Dataset entries Start Marker

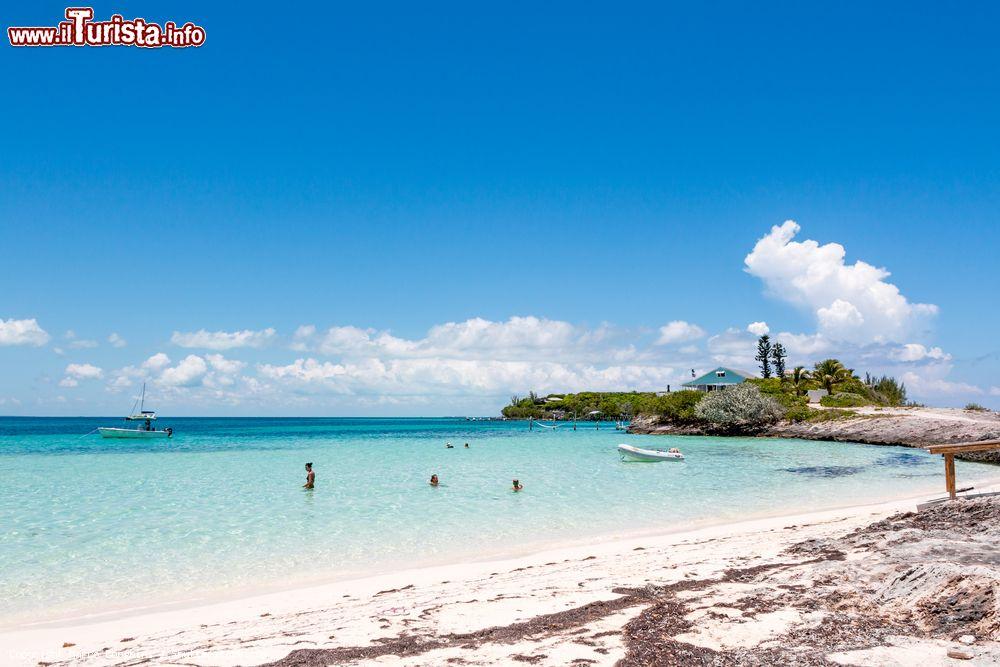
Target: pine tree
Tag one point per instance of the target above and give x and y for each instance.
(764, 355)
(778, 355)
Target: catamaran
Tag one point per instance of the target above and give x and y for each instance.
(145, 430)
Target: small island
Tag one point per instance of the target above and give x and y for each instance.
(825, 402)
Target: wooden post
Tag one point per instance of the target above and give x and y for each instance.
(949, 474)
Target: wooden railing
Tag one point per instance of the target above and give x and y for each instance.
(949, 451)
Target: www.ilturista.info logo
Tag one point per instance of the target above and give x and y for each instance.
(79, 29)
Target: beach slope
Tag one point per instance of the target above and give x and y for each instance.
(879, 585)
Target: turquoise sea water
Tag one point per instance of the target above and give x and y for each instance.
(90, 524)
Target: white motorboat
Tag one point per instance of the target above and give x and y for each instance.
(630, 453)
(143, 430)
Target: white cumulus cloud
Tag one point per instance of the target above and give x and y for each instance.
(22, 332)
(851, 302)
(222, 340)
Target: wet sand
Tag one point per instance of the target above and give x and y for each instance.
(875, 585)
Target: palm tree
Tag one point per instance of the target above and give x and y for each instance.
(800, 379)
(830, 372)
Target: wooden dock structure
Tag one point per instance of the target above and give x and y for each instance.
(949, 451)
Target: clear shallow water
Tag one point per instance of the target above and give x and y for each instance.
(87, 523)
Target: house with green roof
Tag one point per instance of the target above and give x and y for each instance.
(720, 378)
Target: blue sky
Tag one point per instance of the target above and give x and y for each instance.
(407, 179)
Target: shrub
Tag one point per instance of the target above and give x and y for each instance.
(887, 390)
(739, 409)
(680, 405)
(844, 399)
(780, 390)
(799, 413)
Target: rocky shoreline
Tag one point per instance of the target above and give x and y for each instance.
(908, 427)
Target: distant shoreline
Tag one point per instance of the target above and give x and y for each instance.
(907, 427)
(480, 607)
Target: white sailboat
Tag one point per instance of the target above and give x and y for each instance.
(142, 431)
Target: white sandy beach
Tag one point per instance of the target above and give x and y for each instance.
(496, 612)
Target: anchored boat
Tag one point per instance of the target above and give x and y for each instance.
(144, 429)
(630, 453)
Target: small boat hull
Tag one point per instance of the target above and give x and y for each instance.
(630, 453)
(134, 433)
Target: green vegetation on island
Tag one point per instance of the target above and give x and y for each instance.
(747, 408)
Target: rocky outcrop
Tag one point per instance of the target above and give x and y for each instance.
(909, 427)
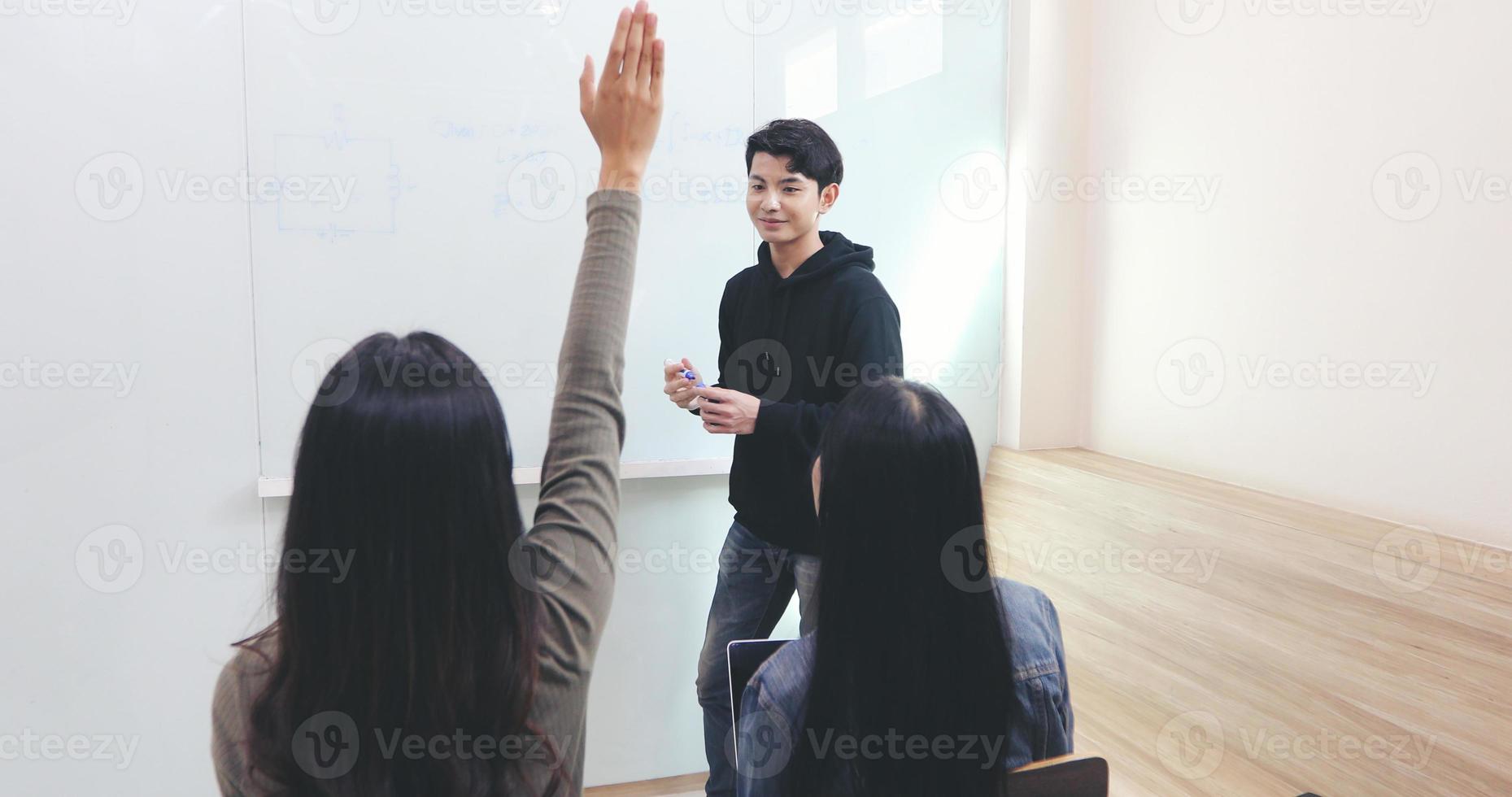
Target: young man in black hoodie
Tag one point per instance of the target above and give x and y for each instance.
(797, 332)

Dataset entries End Marker

Instructions for the task: What lines in the data above contain the word "shoreline"? Show them all.

Result for this exercise:
Target: rocky shoreline
Target: distant shoreline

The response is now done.